» Text to read:
So here are the specs:
Processor: Intel P4 3.06 w/HT (upgraded from my original 2.53 Northwood)
RAM: 2GB DDR 400 (I think I originally had 2x512mb)
Video: Radeon 9800 Pro (upgraded from my original Ti4200)
HDD: 120GB Seagate IDE

I don't really mess with Linux too much, but I've used Linux Mint a little bit. I downloaded Linux Mint 19.1 MATE 32-bit to play around with, but it's still pretty laggy.

Any other suggestions? Lubuntu? Mint with XFCE?
 
Pretty much any distro running XFCE should be fine. I wouldn't suggest anything heavier then that. Gnome and KDE would both eat half or close to half of your ram just running.

XFCE is a nice mix of still modern looking and not being heavy.

The main issue you will run into running Linux on an old P4 or Core based system will be the massive performance penalty from all the security on the new kernels to patch intels terrible hyper threading flaws.

The easy fix there is to turn them off in your kernel parameters.

When your up and running.... when you see the grub boot screen. push the "e" key to edit your boot options.

You will see a bunch of stuff here you likely won't recognise if your new to Linux the boot options for most major distros you'll see something like this;
GRUB_CMDLINE_LINUX_DEFAULT="quiet splash"
What you want to do is basically turn off Specter and meltdown protections. (yes you won't be protected I assume you won't really be doing your banking or anything on a P4 :) )
To do that you need to add some extra parameters to your kernel boot....
pti=off spectre_v2=off l1tf=off nospec_store_bypass_disable no_stf_barrier
So scroll to the grub cmdlin call and add those....
GRUB_CMDLINE_LINUX_DEFAULT="quiet splash pti=off spectre_v2=off l1tf=off nospec_store_bypass_disable no_stf_barrier"

» Material shown:
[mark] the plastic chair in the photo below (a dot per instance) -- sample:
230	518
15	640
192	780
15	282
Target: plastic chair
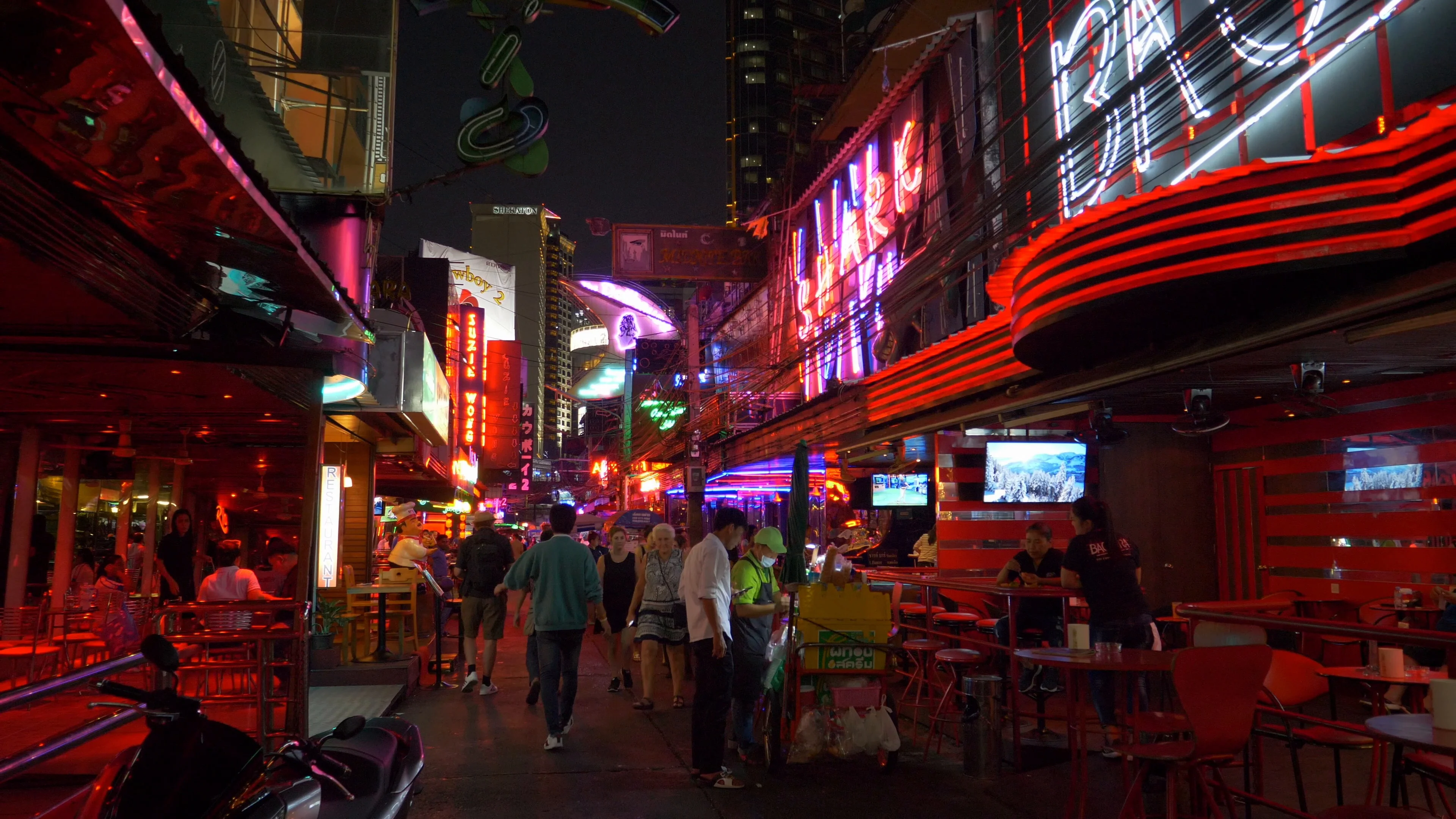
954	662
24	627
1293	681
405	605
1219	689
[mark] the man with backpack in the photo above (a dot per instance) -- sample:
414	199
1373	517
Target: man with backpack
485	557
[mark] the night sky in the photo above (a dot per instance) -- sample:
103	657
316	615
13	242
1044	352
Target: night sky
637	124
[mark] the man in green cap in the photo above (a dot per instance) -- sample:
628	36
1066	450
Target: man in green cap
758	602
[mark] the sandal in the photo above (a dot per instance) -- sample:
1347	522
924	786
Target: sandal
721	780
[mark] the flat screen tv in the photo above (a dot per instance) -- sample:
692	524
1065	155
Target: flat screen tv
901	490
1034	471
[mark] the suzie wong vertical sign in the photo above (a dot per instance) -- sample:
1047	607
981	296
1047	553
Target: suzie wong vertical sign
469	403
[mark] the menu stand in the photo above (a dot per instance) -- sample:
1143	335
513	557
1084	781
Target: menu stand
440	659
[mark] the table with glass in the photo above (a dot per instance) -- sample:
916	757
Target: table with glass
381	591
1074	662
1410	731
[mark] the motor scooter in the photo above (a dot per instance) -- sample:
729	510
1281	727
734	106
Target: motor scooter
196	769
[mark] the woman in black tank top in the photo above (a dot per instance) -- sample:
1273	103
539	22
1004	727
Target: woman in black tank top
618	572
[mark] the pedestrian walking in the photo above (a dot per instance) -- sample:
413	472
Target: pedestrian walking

» Jobs:
**A)** In the Linux forum post, which key does the reply say to press at the grub boot screen to edit the boot options?
**B)** Condense the paragraph of the Linux forum post that begins "I don't really mess with Linux" into one sentence that keeps its main facts.

» Solution set:
**A)** The "e" key.

**B)** The writer seldom uses Linux but has tried Linux Mint a little, and a downloaded copy of Linux Mint 19.1 MATE 32-bit is still fairly laggy.